Exercise directions: Copy every one of the rows below verbatim, leaving out the pictures.
################
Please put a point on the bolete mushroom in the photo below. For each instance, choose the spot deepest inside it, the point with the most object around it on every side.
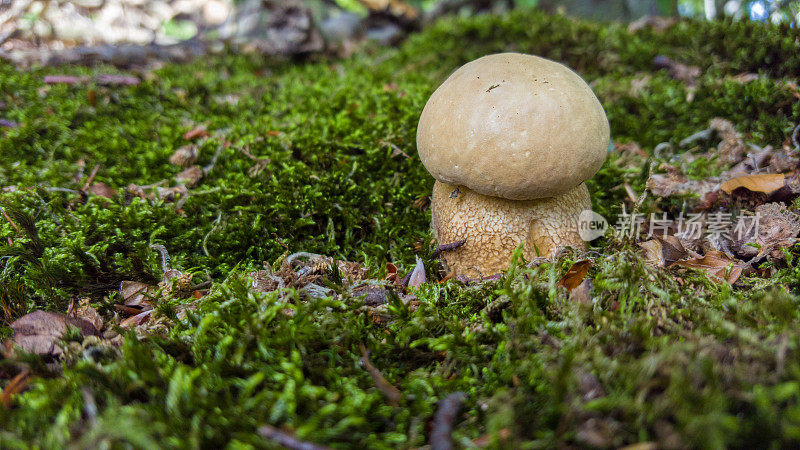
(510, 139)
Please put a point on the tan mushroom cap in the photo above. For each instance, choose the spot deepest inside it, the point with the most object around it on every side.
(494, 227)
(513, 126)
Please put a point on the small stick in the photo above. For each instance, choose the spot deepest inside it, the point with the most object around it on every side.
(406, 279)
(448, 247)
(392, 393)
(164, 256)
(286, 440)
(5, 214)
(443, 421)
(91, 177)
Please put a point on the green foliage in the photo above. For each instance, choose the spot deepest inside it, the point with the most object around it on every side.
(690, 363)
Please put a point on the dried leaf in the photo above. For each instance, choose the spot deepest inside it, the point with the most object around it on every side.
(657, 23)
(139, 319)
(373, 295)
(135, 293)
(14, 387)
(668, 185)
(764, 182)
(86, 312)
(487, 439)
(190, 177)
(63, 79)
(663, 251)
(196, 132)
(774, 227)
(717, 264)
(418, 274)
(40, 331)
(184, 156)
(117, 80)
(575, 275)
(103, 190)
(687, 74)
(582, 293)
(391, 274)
################
Task result:
Please put a point on the bolete mushroom in the photo below. For each instance, choose the spot deepest inside it, the point with the most object around it on every side.
(510, 139)
Please put a point on the tan mushroom cap in the photo above. For each instance, choose the spot deepest inside it, the point with the most object around it on every side.
(494, 227)
(513, 126)
Please put a point on the small stick in the photo above. For each instance, choose the spot deepest inside it, the point with the most object around it on every side.
(406, 279)
(448, 247)
(392, 393)
(164, 256)
(286, 440)
(5, 214)
(443, 421)
(91, 177)
Please put a point on the green foliage in the photo above. For each instance, choose the spot deepest inside it, the point with the most object around it on every side.
(690, 363)
Please put a point on the dried leaf in the photo above. For each instance, choose the spot deepest inside it, the point with the most object around it on every side.
(657, 23)
(139, 319)
(373, 295)
(135, 293)
(14, 387)
(668, 185)
(764, 182)
(86, 312)
(487, 439)
(190, 177)
(63, 79)
(663, 251)
(196, 132)
(774, 227)
(717, 264)
(418, 274)
(40, 331)
(184, 156)
(117, 80)
(575, 275)
(103, 190)
(687, 74)
(582, 293)
(391, 274)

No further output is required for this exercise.